■ SOURCE PASSAGE ■

_ _ _ _ _

In theory, if we get on a low performance router, and set its priority to make it the DR, such that it's effectively becomes a DoS attack, we have deeper security concerns such as how did someone get on a router to change its priority and/or cause the current DR to drop to force a DR election. If someone has such unauthorized access, they can do much more than change DR priority.
In my experience, some security folk are the equivalent of script kiddies, they don't really understand the technology and what's really relevant or not from a security perspective. Often they just use some "checklist", which may be incorrect. Often if there's not a deep understanding of the technology, a false sense of security is created.
Just one example, years ago I had "security folk" tell me you cannot have the default administrator account with the name "administrator". I asked why, and the answer was, well that's an account that hackers would want to attack, so we don't want to make it obvious. I said okay, then I wrote a simple program, as a non-admin user, and asked the OS for all the account names with administrator access (which it provided). I told them, personally, I would be more interested in how secure the passwords are on all the administrator accounts, how many failed logon attempts are allowed, unusual account usage activity, etc., rather than the name of one of many administrator accounts, but sure, let's rename it, we'll then be so much more secure.
Same place, "security folk" insisted system require passwords to use both upper and lower case. I said sure, good long term practices, but you do realize older clients don't internally support lowercase passwords, so when they logon, OS translates any lowercase to upper case. I.e., so since a logon program can request old logon handling, you've not really improved the password space.
However, the important thing was, we complied with both the security checklist items.
However, the important thing was, we complied with both the security checklist items
I think that's the key point here. It's often a case of being seen to be complying rather than any actual gain you get from implementing it. That's my main problem with things like security audits. Unless you get a very good company what happens is that their software can find a few important things but they get lost among all the other largely irrelevant stuff.
The good audit companies sort through all this stuff and only highlight what is really is an issue but in my experience that doesn't always happen.

_ _ _ _ _

■ DATA SHOWN ■

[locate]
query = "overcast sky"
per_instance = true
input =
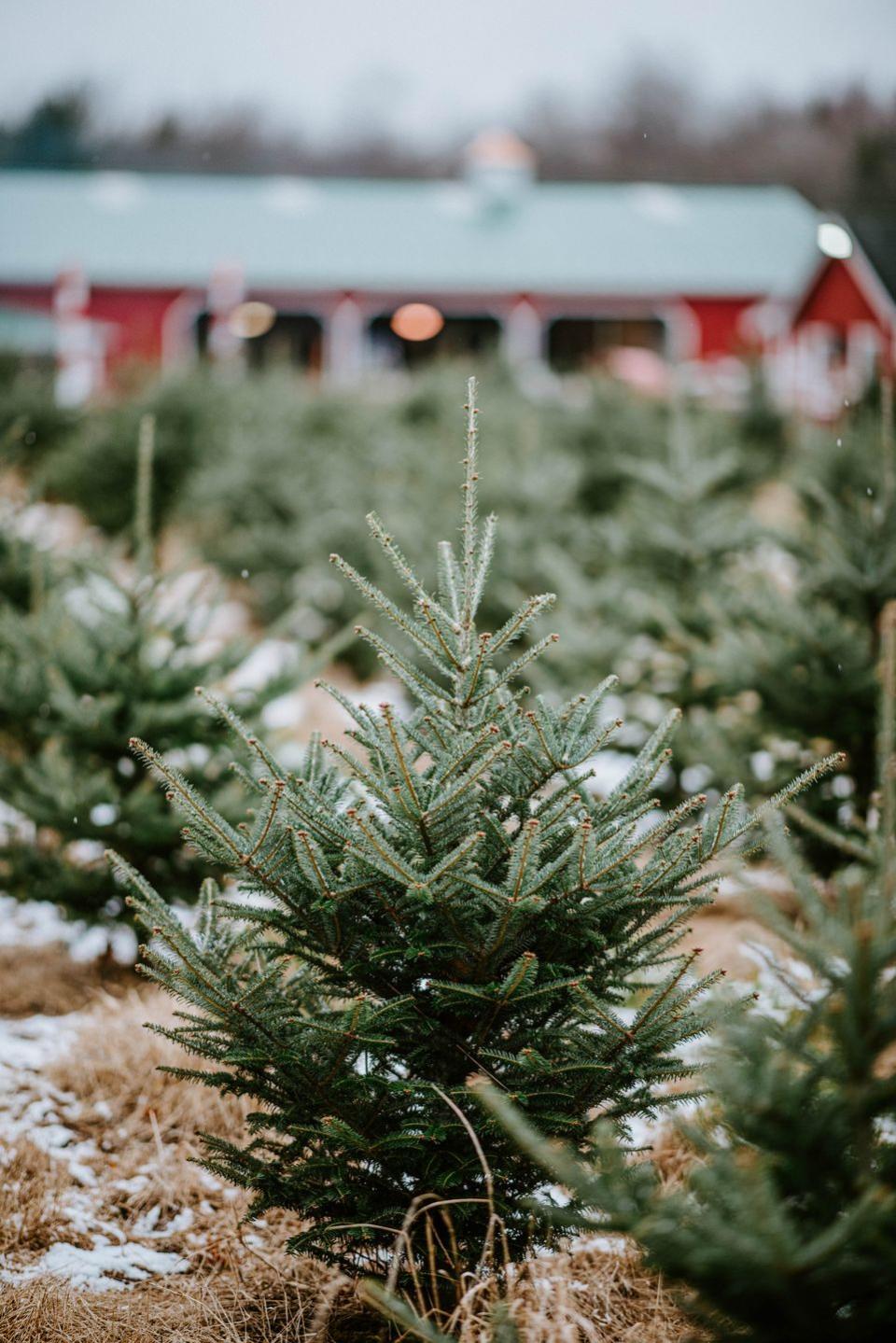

_ _ _ _ _

In the passage on security checklists, what did the writer do, as a non-admin user, after being told the default administrator account could not be named "administrator"?

■ FINAL RESULT ■
The writer wrote a simple program that asked the OS for all the account names with administrator access, which it provided.